■ Required work:
Return every line below exactly as written.

■ Dataset entries:
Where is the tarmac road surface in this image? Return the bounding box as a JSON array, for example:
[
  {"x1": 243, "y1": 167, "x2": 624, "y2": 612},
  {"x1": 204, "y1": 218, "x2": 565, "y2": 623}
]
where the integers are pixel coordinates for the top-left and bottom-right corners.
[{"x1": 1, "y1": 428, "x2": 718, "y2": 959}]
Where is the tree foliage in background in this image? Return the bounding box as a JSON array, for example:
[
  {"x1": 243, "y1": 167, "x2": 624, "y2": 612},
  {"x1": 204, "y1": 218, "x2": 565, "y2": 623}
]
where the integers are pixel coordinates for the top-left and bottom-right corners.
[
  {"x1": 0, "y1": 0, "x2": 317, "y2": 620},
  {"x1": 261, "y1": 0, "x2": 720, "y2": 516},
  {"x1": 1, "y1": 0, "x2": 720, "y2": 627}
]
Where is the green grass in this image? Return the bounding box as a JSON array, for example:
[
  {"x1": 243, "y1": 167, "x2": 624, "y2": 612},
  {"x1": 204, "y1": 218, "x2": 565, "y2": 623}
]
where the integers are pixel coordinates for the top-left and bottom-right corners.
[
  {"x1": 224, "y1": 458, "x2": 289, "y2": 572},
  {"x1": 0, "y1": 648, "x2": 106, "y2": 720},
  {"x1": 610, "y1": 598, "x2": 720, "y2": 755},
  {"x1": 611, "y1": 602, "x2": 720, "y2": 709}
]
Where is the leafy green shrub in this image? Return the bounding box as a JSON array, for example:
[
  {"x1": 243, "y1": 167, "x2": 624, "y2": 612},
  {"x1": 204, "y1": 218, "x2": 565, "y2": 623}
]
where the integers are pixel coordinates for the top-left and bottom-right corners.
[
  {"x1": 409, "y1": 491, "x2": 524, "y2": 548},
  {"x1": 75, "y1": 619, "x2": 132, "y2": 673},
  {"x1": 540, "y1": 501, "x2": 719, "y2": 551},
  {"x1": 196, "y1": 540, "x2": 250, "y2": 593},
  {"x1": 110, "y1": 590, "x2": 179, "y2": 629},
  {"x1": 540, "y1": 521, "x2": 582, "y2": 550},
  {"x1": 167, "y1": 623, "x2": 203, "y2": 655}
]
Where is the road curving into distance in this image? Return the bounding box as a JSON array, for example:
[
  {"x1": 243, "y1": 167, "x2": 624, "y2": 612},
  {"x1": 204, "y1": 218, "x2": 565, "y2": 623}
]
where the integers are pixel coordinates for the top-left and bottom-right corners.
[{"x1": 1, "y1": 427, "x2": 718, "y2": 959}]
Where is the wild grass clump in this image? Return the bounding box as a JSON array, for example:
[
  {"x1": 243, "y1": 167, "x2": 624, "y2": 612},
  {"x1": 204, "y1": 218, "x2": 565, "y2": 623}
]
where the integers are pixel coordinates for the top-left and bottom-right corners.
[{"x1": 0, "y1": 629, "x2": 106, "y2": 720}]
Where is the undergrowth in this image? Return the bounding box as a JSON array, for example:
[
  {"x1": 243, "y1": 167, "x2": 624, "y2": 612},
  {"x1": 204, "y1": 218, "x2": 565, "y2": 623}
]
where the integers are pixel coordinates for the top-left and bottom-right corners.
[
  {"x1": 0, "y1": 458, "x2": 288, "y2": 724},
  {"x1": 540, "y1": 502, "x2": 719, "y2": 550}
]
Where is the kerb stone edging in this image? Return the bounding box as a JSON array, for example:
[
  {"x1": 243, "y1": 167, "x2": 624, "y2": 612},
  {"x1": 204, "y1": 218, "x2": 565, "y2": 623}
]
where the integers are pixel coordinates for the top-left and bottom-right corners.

■ Task response:
Where is the tarmac road surface in this image? Return the bounding box as a JSON array, for example:
[
  {"x1": 243, "y1": 167, "x2": 624, "y2": 612},
  {"x1": 204, "y1": 218, "x2": 565, "y2": 623}
]
where the integers are pixel coordinates for the top-left and bottom-right corners.
[{"x1": 1, "y1": 428, "x2": 718, "y2": 959}]
Where is the tree foliage in background in this image? Return the bounding box as a JSON array, for example:
[
  {"x1": 243, "y1": 167, "x2": 624, "y2": 612},
  {"x1": 204, "y1": 218, "x2": 565, "y2": 623}
]
where the integers are pixel coordinates for the top-left and bottom-right corners.
[
  {"x1": 0, "y1": 0, "x2": 317, "y2": 620},
  {"x1": 261, "y1": 0, "x2": 720, "y2": 516},
  {"x1": 1, "y1": 0, "x2": 720, "y2": 627}
]
Where is the green grass in this image? Return the bounding box as a JSON array, for example:
[
  {"x1": 243, "y1": 167, "x2": 624, "y2": 612},
  {"x1": 204, "y1": 218, "x2": 565, "y2": 623}
]
where the integers are pixel coordinates for the top-left and bottom-right corners.
[
  {"x1": 224, "y1": 458, "x2": 289, "y2": 572},
  {"x1": 0, "y1": 648, "x2": 106, "y2": 720},
  {"x1": 610, "y1": 598, "x2": 720, "y2": 755},
  {"x1": 611, "y1": 602, "x2": 720, "y2": 709}
]
Where is the leafy green shrub in this image? Return the bounding box as a JSON array, for example:
[
  {"x1": 243, "y1": 167, "x2": 624, "y2": 612},
  {"x1": 204, "y1": 218, "x2": 565, "y2": 623}
]
where the integers are pixel coordinates for the top-left and bottom-right corners.
[
  {"x1": 409, "y1": 491, "x2": 524, "y2": 548},
  {"x1": 75, "y1": 619, "x2": 132, "y2": 673},
  {"x1": 540, "y1": 501, "x2": 719, "y2": 551},
  {"x1": 196, "y1": 540, "x2": 250, "y2": 593},
  {"x1": 110, "y1": 590, "x2": 179, "y2": 629},
  {"x1": 540, "y1": 521, "x2": 582, "y2": 550},
  {"x1": 167, "y1": 623, "x2": 203, "y2": 655}
]
Where is the road curving into distance in this image? Return the bounding box as a JSON array, for example:
[
  {"x1": 243, "y1": 167, "x2": 624, "y2": 612},
  {"x1": 204, "y1": 218, "x2": 565, "y2": 623}
]
where the integers are pixel coordinates for the top-left and bottom-right corners.
[{"x1": 1, "y1": 427, "x2": 718, "y2": 959}]
Where is the wild grass clump in this image? Return the bounding box as a JSON array, for example:
[
  {"x1": 243, "y1": 167, "x2": 624, "y2": 612},
  {"x1": 204, "y1": 218, "x2": 565, "y2": 623}
]
where the integers are pixel coordinates for the top-left and bottom-right corners.
[{"x1": 0, "y1": 629, "x2": 106, "y2": 720}]
Where is the undergrowth in this image? Return the bounding box as a JSON array, for example:
[
  {"x1": 243, "y1": 167, "x2": 624, "y2": 612},
  {"x1": 204, "y1": 218, "x2": 565, "y2": 623}
]
where the integers are pixel coordinates for the top-left and bottom-right corners.
[
  {"x1": 0, "y1": 458, "x2": 288, "y2": 724},
  {"x1": 540, "y1": 502, "x2": 719, "y2": 550}
]
Where is the kerb stone edging in this image? Return the bounding box as a JSON array, for example:
[
  {"x1": 243, "y1": 167, "x2": 624, "y2": 612},
  {"x1": 204, "y1": 218, "x2": 565, "y2": 623}
]
where the integers are pixel coordinates for the top-left and bottom-right corners.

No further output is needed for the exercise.